◆ 作業内容:
1/ 記事によると、岸氏がロシアを支持する投稿をしたように装った画像を拡散したのは、どのアカウントか。
2/ 記事の「岸元防衛相めぐる捏造ツイート」から「入れし、同投稿は削除された。」までの範囲で、「駐英ロシア大使館」を「在英ロシア大使館」に置き換えて示してください。

◆ 記事:
岸元防衛相めぐる捏造ツイートは“影響力工作”の一環か。「寿司の美登利」の被害事例も

岸信夫氏の写真

防衛大臣時代の岸信夫氏。2022年1月撮影のもの。

出典:防衛省

2022年8月16日、岸信夫首相補佐官が「拡散されている私のツイートは元々存在しません。フェイクです。」などと複数回にわたって、発言の捏造について注意を呼びかけるツイートを発信した。

発端は、駐英ロシア大使館のツイッターアカウントが、まるで岸氏がウクライナのザポロジエ原発(ザポリージャ原発)の付近での戦闘について、ロシアを支持するかのような投稿をツイートしたように装った画像を拡散したことを受けてのものだ。

その後、外務省も岸総理補佐官のねつ造ツイートについて「このような投稿を岸総理補佐官が発信したとの事実はありません」と公式Twitterアカウントで発信。駐英ロシア大使館に申し入れし、同投稿は削除された。

実はさかのぼること7日前の8月12日に、東京を中心に「寿司の美登利」を展開する株式会社梅岡寿司の美登利総本店が「当社ロゴを使用したウクライナ共和国へのヘイトを思わせる情報の拡散に対するお知らせ」を発表している。

ロシアのニュースサイトで、「寿司の美登利のロゴを使ったウクライナ非難の看板が渋谷の街頭に表示された」という記事が拡散されたためだ。

株式会社梅岡寿司の美登利総本店が出した発表

株式会社梅岡寿司の美登利総本店が「当社ロゴを使用したウクライナ共和国へのヘイトを思わせる情報の拡散に対するお知らせ」より。

◆ 提供項目:
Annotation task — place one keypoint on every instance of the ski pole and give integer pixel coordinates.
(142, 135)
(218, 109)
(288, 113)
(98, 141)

◆ 想定解答:
1/ 駐英ロシア大使館のツイッターアカウント。

2/
岸元防衛相めぐる捏造ツイートは“影響力工作”の一環か。「寿司の美登利」の被害事例も

岸信夫氏の写真

防衛大臣時代の岸信夫氏。2022年1月撮影のもの。

出典:防衛省

2022年8月16日、岸信夫首相補佐官が「拡散されている私のツイートは元々存在しません。フェイクです。」などと複数回にわたって、発言の捏造について注意を呼びかけるツイートを発信した。

発端は、在英ロシア大使館のツイッターアカウントが、まるで岸氏がウクライナのザポロジエ原発(ザポリージャ原発)の付近での戦闘について、ロシアを支持するかのような投稿をツイートしたように装った画像を拡散したことを受けてのものだ。

その後、外務省も岸総理補佐官のねつ造ツイートについて「このような投稿を岸総理補佐官が発信したとの事実はありません」と公式Twitterアカウントで発信。在英ロシア大使館に申し入れし、同投稿は削除された。